MATERIAL SUPPLIED
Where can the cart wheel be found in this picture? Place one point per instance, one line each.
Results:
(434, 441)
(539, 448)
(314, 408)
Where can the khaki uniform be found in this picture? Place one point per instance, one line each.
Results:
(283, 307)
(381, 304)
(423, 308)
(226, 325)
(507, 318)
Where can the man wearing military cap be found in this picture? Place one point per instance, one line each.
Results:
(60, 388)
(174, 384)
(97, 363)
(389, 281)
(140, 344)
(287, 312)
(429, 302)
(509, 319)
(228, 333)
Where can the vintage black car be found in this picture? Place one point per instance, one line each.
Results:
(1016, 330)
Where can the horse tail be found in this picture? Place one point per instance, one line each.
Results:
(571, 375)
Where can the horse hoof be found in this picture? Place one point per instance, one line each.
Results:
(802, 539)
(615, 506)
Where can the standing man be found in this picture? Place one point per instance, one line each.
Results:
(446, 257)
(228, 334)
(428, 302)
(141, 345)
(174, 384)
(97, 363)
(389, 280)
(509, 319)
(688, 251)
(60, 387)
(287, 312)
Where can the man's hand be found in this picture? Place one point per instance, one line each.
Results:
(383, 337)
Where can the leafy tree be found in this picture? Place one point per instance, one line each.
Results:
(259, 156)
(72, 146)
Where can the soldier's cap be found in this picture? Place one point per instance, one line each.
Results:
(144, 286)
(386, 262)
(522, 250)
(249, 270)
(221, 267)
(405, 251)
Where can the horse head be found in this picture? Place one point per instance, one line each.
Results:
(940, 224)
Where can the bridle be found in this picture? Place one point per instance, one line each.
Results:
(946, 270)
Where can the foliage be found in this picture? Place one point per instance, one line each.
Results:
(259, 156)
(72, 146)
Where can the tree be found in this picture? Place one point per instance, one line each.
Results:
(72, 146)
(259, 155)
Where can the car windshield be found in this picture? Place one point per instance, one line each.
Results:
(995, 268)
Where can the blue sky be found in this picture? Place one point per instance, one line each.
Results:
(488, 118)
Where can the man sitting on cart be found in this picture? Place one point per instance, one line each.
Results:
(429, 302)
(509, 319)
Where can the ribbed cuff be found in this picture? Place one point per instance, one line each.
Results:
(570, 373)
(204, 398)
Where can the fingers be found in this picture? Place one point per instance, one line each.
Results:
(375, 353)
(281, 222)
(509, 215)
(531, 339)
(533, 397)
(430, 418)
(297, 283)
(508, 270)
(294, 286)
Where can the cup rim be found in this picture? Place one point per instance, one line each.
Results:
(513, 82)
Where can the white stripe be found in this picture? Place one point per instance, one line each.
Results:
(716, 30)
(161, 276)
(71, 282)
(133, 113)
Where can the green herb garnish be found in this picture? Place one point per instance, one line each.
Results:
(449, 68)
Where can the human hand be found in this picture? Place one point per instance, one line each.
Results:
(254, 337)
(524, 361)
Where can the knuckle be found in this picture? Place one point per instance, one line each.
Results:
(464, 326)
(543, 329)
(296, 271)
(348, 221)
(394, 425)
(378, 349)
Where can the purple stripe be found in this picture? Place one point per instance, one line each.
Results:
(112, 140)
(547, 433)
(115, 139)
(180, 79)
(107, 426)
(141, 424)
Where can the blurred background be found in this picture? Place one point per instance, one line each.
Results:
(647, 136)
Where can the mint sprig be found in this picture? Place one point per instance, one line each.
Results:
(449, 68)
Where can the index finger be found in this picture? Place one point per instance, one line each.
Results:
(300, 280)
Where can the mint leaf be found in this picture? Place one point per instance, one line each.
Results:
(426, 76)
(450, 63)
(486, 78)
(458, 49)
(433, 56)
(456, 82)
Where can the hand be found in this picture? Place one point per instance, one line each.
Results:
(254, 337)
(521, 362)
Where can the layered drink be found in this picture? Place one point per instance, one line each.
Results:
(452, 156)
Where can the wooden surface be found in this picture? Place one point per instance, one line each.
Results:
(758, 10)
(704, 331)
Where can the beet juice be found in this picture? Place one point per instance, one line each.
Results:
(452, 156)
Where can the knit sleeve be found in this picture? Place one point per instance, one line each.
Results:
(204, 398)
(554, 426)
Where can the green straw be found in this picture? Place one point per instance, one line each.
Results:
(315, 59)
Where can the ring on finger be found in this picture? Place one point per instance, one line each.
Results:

WHAT THE EXERCISE ASKS
Transcribe the material above in its entirety. Match it exactly.

RESPONSE TO THE EXERCISE
Where can the cart wheel be found in this picture? Place one point per instance, one line each.
Results:
(434, 441)
(539, 448)
(314, 408)
Where can the khaki uniform be found in this picture? Place one point per instance, one line each.
Results:
(283, 307)
(381, 304)
(423, 308)
(226, 325)
(507, 318)
Where can the man wearing military cap be found in this picture? Place one point per instance, one line each.
Results:
(60, 388)
(174, 384)
(97, 363)
(389, 281)
(140, 344)
(287, 312)
(429, 302)
(509, 319)
(228, 333)
Where can the vintage black car be found in this picture? Place one point per instance, one line each.
Results:
(1016, 330)
Where can the horse tail be found in this picture? Place one point per instance, one line each.
Results:
(571, 375)
Where can the horse hoof be found in this picture? Place one point per instance, one line each.
Results:
(802, 539)
(615, 506)
Where can the standing man be found in this picture? Place one point per instance, one line each.
Results:
(446, 257)
(228, 334)
(428, 302)
(141, 345)
(174, 384)
(97, 363)
(389, 280)
(509, 319)
(688, 251)
(60, 387)
(287, 312)
Where can the man's hand be found in this picture? Place one point per instance, one line each.
Results:
(383, 337)
Where can the leafy tree be found in this picture? Place one point per instance, one line each.
Results:
(259, 156)
(72, 146)
Where can the soldier's cap be found in this picture? Place one point per instance, one line each.
Results:
(144, 286)
(386, 262)
(522, 250)
(249, 270)
(221, 267)
(405, 251)
Where can the horse head be found in this picture? Place one point per instance, one line each.
Results:
(940, 224)
Where can the bridle be found in this picture? Place one point per instance, one line each.
Results:
(946, 270)
Where can the foliage be found in this picture? Place one point per instance, one line each.
Results:
(259, 156)
(72, 146)
Where can the tree be found in this picture? Place one point per instance, one line each.
Results:
(72, 146)
(259, 155)
Where can the car windshield be found in this picture? Place one point per instance, one line each.
Results:
(995, 268)
Where can the blue sky be found in this picture? Place one point per instance, one line each.
Results:
(488, 118)
Where can the man sitting on cart be found in this picture? Place one point per instance, one line each.
Results:
(429, 302)
(509, 319)
Where can the ribbed cuff be found in this picture? Place one point per instance, one line each.
Results:
(570, 373)
(204, 398)
Where can the fingers be found in this picture? Place one point per instance, one line each.
Results:
(375, 353)
(281, 222)
(509, 215)
(531, 339)
(533, 397)
(430, 418)
(297, 283)
(508, 270)
(294, 286)
Where can the cup rim be found in this picture? Place one point per instance, one line each.
Results:
(513, 82)
Where can the white stripe be found in this picture? Place one point per instance, one line each.
Results:
(716, 30)
(161, 276)
(71, 282)
(133, 113)
Where can the green herb garnish be found in this picture? Place one point per instance, one line each.
Results:
(449, 68)
Where can the human hand be found in this picture? Place one point per instance, one line each.
Results:
(254, 337)
(524, 361)
Where can the knuckle be found in this picture? Place one point per instance, one line each.
Results:
(464, 326)
(543, 329)
(296, 271)
(348, 221)
(394, 425)
(378, 349)
Where can the purple stripe be found in this picture? Place one point per instance, one line each.
Results:
(112, 140)
(547, 433)
(115, 139)
(180, 79)
(107, 426)
(141, 424)
Where can the blurred background be found in this picture? Place one point per instance, one line each.
Results:
(647, 136)
Where can the mint sprig be found in this picture? Place one point per instance, one line each.
Results:
(449, 68)
Where can the index finger be found in this picture? Place one point per instance, one line each.
Results:
(300, 280)
Where can the mint leaf be found in this picture? Place one point per instance, one line each.
Results:
(426, 76)
(450, 63)
(486, 78)
(458, 49)
(433, 56)
(456, 82)
Where can the hand be found in this picture? Place one point per instance, one line each.
Results:
(254, 337)
(521, 362)
Where can the layered drink be found in this picture? Place one point per instance, one line each.
Results:
(452, 156)
Where can the wooden surface be found in this picture? Place one point per instance, one line each.
Results:
(758, 10)
(704, 331)
Where can the beet juice be found in this picture? Place one point per instance, one line each.
Results:
(452, 156)
Where can the knit sleeve be found in this picture? Place one point per instance, one line each.
Results:
(204, 398)
(554, 426)
Where can the green straw be found in this picture? Place one point per instance, one line each.
Results:
(315, 59)
Where can the ring on finger be found in this picture? Place one point per instance, one line each.
Results:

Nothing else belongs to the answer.